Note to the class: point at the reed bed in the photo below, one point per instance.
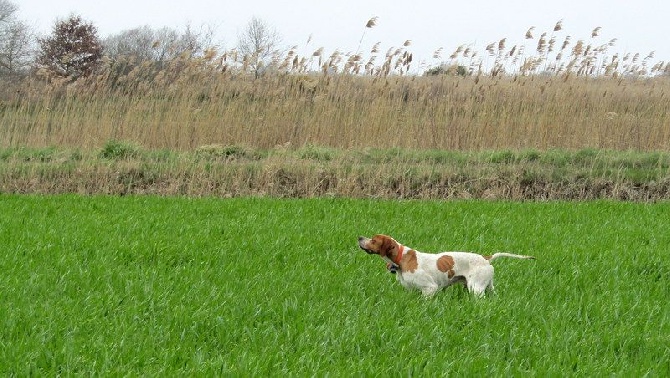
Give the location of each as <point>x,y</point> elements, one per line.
<point>553,91</point>
<point>345,111</point>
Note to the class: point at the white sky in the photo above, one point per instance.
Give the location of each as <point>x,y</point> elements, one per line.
<point>640,26</point>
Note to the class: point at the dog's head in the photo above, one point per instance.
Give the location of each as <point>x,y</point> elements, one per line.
<point>382,245</point>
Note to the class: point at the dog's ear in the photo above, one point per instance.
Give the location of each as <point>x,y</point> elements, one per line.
<point>387,246</point>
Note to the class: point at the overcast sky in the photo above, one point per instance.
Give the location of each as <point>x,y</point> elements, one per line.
<point>640,26</point>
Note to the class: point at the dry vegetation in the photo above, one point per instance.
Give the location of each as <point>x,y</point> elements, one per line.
<point>572,98</point>
<point>343,111</point>
<point>310,171</point>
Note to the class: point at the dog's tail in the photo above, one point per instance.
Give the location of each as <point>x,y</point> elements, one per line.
<point>505,254</point>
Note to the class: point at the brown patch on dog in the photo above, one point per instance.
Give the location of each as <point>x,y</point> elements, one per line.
<point>445,264</point>
<point>409,263</point>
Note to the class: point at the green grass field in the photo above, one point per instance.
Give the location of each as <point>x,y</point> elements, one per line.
<point>248,286</point>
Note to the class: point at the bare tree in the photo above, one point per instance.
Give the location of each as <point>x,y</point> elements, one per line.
<point>257,43</point>
<point>147,44</point>
<point>72,50</point>
<point>16,42</point>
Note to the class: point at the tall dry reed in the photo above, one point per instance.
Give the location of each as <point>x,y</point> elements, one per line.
<point>569,94</point>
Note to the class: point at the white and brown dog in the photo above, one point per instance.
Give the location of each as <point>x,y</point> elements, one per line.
<point>430,272</point>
+ + + +
WHAT THE TASK REQUIRES:
Rewrite all of the lines above, changing every "photo" to "image" and leaving everything else unchanged. Omit the pictures from your answer.

WRITTEN RESPONSE:
Note to the class: point at the reed bed in the image below, one point per instance.
Give the location of each as <point>x,y</point> elements, one per line.
<point>553,91</point>
<point>345,111</point>
Note to the class: point at the white sky in the image above, one point per instance.
Give the location of each as <point>x,y</point> elements, one per line.
<point>640,26</point>
Note to the class: point at the dog's head in the image above, one point per instance.
Give the location of each as <point>x,y</point> elements, one per line.
<point>382,245</point>
Note to the class: point at the dog's ear in the image above, one point per instance.
Give the location of each as <point>x,y</point> elements, one per line.
<point>387,246</point>
Note to the class: point at the overcast sky in the image above, one point per instance.
Give the location of each as <point>x,y</point> elements, one per line.
<point>640,26</point>
Note to the class: point at the dry vegetation in the image above, one point per instance.
Give the location of each as <point>x,y</point> elements, one per line.
<point>572,98</point>
<point>343,111</point>
<point>310,171</point>
Note to the class: point at the dog's tail in the image above, one point per instance.
Give the location of each as <point>x,y</point> elements, one per line.
<point>505,254</point>
Note to the class: point at the brown patch on dog in the image above, one point per instance.
Give the location of each as <point>x,y</point> elements, one per line.
<point>445,264</point>
<point>409,263</point>
Note to the class: point at the green grass field in the image above, one point per instance.
Give the location of each as <point>x,y</point> elements, one per line.
<point>248,286</point>
Note to the class: point at the bare tree in the image above, one point per instance.
Give the location of each as <point>x,y</point> elements, one per line.
<point>257,43</point>
<point>147,44</point>
<point>72,50</point>
<point>16,42</point>
Note to the class: point at the tall dry reed in the image above, one point per instance.
Give the location of each as <point>x,y</point> elements, one per line.
<point>569,94</point>
Note to the class: point at the white and brown dog in the image above, one point per instance.
Give the location of each as <point>x,y</point> elements, one per line.
<point>430,272</point>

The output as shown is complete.